● **PROBLEM REQUIREMENTS**:
Extract, verbatim, all lines starting at the one containing "Reviewer note: confirm that every instance of the cheek" and ending with the final line of the listing, and no others.

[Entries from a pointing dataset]
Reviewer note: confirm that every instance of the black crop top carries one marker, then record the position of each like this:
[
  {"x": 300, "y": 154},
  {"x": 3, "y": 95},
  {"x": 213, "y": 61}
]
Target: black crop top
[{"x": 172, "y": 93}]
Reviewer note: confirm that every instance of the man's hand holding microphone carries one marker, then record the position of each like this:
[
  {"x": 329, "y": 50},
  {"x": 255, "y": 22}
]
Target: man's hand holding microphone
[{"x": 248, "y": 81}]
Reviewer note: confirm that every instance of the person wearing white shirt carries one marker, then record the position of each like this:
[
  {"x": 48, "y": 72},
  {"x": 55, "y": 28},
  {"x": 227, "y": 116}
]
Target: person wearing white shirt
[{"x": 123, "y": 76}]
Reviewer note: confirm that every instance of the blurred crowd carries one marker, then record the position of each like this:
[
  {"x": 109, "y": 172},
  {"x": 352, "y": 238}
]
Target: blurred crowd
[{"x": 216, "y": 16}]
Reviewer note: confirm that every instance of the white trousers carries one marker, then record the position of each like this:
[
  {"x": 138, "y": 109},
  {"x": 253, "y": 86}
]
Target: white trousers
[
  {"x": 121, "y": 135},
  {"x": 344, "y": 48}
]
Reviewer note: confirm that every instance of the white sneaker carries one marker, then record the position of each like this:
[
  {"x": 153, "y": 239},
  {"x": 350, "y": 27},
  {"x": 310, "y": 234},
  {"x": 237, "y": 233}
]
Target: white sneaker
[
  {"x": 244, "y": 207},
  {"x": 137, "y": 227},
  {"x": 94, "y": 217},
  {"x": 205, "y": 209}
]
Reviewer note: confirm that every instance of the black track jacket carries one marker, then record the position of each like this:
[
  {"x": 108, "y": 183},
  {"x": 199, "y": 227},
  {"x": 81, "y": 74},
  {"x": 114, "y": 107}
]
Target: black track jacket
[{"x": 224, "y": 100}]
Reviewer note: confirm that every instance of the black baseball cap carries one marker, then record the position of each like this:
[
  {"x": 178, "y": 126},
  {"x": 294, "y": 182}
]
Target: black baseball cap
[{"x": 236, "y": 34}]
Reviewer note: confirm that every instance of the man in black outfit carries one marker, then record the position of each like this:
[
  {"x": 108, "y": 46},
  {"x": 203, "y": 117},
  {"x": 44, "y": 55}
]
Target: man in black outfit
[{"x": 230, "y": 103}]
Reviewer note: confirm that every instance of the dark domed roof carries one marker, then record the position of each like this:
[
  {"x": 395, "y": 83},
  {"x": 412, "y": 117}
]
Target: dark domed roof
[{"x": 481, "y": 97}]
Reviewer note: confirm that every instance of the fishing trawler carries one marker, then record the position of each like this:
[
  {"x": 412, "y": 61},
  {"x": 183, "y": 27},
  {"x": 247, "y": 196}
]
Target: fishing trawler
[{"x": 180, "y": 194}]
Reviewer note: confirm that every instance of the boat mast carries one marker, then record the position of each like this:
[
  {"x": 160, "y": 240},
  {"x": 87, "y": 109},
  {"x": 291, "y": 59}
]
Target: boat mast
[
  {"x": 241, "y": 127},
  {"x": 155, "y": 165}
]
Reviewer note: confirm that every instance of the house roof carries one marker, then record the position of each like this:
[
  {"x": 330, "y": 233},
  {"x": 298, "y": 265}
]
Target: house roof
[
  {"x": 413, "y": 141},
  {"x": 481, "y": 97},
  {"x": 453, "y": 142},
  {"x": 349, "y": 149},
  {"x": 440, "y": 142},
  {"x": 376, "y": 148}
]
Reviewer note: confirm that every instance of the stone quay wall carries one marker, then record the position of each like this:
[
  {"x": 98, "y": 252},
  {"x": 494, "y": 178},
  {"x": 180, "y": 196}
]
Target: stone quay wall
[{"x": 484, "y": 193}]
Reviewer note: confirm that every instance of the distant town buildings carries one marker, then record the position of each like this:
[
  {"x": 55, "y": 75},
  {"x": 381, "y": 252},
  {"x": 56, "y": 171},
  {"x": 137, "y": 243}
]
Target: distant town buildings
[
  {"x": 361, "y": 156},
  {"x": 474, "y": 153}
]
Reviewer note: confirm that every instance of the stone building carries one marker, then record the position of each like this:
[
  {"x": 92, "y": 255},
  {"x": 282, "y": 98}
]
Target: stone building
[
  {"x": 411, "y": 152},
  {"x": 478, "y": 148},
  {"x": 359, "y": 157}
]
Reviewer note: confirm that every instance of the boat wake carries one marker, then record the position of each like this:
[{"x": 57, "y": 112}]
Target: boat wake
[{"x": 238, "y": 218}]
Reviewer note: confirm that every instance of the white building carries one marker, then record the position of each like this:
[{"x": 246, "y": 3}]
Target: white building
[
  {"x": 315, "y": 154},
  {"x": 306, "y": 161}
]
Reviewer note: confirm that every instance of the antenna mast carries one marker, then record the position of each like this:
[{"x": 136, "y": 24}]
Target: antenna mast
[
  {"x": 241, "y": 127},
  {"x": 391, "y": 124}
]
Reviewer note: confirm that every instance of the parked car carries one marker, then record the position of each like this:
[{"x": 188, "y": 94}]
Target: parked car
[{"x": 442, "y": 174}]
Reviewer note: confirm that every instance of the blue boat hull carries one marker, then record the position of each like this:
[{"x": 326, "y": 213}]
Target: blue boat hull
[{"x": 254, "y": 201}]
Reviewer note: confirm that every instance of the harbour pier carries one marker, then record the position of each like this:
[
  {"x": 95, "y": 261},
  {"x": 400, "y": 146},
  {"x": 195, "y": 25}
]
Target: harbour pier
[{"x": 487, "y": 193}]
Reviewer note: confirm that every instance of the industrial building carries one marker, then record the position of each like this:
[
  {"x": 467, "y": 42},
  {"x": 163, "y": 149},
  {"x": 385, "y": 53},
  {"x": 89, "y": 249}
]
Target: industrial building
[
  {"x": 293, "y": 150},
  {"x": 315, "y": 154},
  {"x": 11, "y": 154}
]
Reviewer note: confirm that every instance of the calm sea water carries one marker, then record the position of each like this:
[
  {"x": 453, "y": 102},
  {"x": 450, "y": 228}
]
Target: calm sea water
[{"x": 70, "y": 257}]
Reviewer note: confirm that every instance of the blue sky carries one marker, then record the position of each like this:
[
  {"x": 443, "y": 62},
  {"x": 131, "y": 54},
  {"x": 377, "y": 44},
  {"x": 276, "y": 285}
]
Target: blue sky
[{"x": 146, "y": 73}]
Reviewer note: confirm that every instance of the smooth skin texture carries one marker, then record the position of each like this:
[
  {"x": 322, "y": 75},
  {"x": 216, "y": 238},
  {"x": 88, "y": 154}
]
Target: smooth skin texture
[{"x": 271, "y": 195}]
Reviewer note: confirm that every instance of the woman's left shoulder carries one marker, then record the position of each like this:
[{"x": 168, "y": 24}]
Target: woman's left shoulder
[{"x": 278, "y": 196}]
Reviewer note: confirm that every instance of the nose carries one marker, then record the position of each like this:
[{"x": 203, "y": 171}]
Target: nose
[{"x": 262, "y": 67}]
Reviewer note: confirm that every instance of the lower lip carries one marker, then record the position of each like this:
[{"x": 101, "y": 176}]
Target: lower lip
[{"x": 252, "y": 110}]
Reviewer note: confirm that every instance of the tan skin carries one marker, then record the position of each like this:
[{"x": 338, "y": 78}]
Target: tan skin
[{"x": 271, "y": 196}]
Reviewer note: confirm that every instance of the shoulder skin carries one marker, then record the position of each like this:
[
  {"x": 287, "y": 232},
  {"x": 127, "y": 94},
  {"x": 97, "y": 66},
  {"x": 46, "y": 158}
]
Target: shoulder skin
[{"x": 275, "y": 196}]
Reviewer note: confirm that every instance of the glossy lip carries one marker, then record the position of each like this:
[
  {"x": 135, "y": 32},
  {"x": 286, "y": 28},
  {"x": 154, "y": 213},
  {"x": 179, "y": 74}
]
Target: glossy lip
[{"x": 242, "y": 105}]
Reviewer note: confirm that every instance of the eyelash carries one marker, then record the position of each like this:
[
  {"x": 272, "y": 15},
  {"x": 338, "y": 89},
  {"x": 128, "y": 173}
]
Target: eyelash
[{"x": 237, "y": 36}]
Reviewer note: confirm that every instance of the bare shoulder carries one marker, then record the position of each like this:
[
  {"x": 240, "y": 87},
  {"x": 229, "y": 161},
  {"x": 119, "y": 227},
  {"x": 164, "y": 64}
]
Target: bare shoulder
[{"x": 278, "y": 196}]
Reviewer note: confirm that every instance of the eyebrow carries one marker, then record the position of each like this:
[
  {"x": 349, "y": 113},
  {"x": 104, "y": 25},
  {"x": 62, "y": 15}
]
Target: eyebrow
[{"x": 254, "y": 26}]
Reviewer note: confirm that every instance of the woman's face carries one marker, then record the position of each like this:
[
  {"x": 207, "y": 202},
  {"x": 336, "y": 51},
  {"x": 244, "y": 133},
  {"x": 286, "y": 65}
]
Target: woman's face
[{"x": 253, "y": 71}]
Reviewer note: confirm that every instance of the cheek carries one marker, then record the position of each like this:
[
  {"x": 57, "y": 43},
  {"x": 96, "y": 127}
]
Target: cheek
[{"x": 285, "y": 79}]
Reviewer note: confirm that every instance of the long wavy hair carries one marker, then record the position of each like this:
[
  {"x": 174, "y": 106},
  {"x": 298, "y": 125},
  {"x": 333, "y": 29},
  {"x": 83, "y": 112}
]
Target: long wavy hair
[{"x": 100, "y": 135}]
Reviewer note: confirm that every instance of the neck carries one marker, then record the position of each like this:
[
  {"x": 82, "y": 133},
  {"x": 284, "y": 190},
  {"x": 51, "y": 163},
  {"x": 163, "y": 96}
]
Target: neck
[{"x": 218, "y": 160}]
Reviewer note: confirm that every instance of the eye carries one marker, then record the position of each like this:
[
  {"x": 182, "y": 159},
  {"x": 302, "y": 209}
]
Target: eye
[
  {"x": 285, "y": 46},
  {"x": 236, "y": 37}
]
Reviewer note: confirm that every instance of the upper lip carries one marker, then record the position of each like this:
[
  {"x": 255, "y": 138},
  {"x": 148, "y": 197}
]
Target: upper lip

● **TASK OUTPUT**:
Reviewer note: confirm that every instance of the cheek carries one marker, then record the position of each like this:
[
  {"x": 57, "y": 43},
  {"x": 96, "y": 127}
]
Target: cheek
[{"x": 285, "y": 79}]
Reviewer note: confirm that every instance of the long wavy hair carries one marker, then record the position of each like this:
[
  {"x": 174, "y": 106},
  {"x": 298, "y": 125},
  {"x": 333, "y": 29},
  {"x": 83, "y": 112}
]
Target: long wavy hair
[{"x": 100, "y": 135}]
Reviewer note: confirm that every instance of the neck carries one marker, then record the position of each like this:
[
  {"x": 82, "y": 133},
  {"x": 284, "y": 190},
  {"x": 51, "y": 163},
  {"x": 163, "y": 96}
]
Target: neck
[{"x": 218, "y": 160}]
Reviewer note: confirm that every instance of the eye carries one marker, then record the position of each like this:
[
  {"x": 182, "y": 159},
  {"x": 302, "y": 209}
]
Target: eye
[
  {"x": 285, "y": 46},
  {"x": 236, "y": 37}
]
Reviewer note: confirm that every instance of the upper lip carries one marker, then record the position of each like this:
[
  {"x": 255, "y": 138},
  {"x": 148, "y": 197}
]
Target: upper lip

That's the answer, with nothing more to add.